→ **TEXT**
***

With the harsh memories from last year’s three weeks partial lockdown still fresh in their minds, hotels, traders and manufacturers fear that a continuous rise in infections could force President Nana Addo Dankwa Akufo-Addo to carry through his threat of locking down some commercial cities.
The respective leadership of the Ghana Hotels Association (GHA), the Ghana Union of Traders Association (GUTA) and the Association of Ghana Industries (AGI) told the Graphic Business in separate interviews that although such an action would be necessary to contain the rise in infections, it risked dashing their hopes of brisk business this year after a dull year in 2020.
Waning confidence
“After the election, we came out with great optimism but I think that is now waning,” the President of the Ghana Union of Traders Association (GUTA), Dr Joseph Obeng, said on January 18.
“Because COVID-19 numbers were down and the Africa Continental Free Trade Agreement (AfCFTA) had just started, we felt that now was the time to recoup all our losses in 2020 but the COVID-19 figures coming out and the President’s warning are worrying,” he said.
Container prices
Dr Obeng said the challenge facing the importer community had been worsened by the rise in the cost of container prices.
He said a 40-footer container that cost $3,000 to rent for import now cost about $13,000 in the world market.

***

→ **WHAT YOU WILL DO**
Extend the article on Ghanaian businesses' fears of a renewed COVID-19 lockdown, picking up right after its last sentence.

***

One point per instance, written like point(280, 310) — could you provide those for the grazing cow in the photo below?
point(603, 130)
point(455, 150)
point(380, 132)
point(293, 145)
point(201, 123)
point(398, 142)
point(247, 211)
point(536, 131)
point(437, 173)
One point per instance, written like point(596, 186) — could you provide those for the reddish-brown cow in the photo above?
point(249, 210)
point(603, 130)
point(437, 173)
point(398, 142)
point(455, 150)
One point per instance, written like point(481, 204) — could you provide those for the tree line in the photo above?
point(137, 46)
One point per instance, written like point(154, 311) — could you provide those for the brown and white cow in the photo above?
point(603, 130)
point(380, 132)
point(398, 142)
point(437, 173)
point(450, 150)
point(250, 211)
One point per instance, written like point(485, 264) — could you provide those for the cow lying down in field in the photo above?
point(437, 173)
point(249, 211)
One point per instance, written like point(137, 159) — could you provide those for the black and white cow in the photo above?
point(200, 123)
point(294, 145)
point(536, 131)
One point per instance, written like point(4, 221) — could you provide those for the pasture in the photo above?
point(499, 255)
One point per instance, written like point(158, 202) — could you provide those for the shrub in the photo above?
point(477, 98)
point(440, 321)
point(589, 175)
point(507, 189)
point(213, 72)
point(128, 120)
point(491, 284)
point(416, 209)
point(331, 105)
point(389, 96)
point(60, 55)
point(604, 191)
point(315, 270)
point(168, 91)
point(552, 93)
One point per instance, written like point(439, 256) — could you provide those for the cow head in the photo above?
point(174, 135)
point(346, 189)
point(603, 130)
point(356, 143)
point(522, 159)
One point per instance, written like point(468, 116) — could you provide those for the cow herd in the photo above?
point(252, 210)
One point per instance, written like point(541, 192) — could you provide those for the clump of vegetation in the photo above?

***

→ **ANSWER TO THIS EXERCISE**
New variant
On January 17, President Akufo-Addo said the country’s infection rate had shot up in recent times after many let their guards down on the COVID-19 protocols.
He said treatment centres had moved from zero patients to being full with patients, while those requiring hospitalisation and critical care had risen from 18 a week ago to 120. He said about 33 people were currently in the Intensive Care Units (ICUs) compared to a week ago when those units were empty.
Hotel occupancy
The President of the GHA, Dr Edward Ackah-Nyamike, said such news were a damper on an industry that suffered extreme losses in the heat of the pandemic last year.
He explained that hotel occupancy, which crashed in March through to July last year, picked up “quite well” in the last quarter of last year following the rejuvenation in social activities on the back of a reduction in infection numbers, the campaigning towards the December 7 general election and the festive season.